#### Task requirements:
Pull every line of the listing below that contains the string "bracket". Case counts.
****
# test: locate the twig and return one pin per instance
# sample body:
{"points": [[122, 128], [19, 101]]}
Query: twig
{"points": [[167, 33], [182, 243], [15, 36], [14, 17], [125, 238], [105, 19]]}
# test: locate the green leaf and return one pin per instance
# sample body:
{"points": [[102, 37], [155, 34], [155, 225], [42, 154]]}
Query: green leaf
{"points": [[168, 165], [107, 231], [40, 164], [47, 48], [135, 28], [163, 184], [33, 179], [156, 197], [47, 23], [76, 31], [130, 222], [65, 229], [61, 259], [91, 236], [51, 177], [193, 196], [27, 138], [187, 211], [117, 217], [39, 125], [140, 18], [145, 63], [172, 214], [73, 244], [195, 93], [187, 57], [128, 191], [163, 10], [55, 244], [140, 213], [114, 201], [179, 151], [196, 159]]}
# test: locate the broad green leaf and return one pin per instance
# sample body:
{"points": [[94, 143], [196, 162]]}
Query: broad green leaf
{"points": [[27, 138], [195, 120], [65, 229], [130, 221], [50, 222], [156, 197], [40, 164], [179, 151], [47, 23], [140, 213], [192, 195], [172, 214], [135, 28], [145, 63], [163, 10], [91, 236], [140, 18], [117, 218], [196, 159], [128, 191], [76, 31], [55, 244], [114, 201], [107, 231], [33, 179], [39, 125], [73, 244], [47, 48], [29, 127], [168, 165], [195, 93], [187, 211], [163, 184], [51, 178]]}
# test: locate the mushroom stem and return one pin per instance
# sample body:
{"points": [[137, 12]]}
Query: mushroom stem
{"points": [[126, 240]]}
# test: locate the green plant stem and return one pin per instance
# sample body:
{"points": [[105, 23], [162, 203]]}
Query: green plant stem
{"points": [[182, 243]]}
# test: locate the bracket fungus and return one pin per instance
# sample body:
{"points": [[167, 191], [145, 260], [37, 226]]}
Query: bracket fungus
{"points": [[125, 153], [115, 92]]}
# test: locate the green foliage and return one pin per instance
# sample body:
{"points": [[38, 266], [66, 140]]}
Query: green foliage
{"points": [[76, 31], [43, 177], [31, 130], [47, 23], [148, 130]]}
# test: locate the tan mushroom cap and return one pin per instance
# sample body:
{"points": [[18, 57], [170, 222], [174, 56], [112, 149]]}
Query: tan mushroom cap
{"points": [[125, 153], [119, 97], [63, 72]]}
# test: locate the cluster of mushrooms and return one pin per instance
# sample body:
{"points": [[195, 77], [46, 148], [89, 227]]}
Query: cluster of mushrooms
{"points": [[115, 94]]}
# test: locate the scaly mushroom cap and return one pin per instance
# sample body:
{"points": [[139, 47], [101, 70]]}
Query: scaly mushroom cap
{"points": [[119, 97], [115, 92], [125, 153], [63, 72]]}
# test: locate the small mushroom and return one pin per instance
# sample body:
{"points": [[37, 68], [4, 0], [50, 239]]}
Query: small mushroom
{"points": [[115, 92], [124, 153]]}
****
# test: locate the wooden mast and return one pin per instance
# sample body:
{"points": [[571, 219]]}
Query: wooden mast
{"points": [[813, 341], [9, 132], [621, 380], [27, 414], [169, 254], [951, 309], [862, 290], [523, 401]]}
****
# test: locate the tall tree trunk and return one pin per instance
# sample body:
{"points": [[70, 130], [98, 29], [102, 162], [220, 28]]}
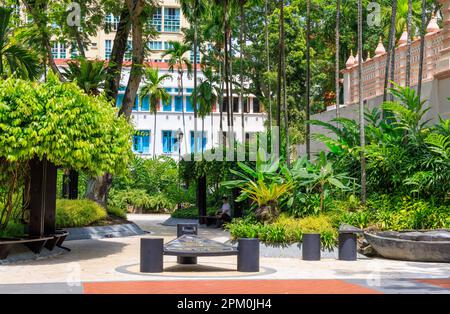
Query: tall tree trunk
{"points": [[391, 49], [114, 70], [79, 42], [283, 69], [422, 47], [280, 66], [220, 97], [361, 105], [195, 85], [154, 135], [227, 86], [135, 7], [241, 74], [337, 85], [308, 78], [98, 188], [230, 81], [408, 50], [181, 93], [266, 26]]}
****
#### The completed task:
# test: locate the bracket fungus and return one pin per instance
Query: bracket fungus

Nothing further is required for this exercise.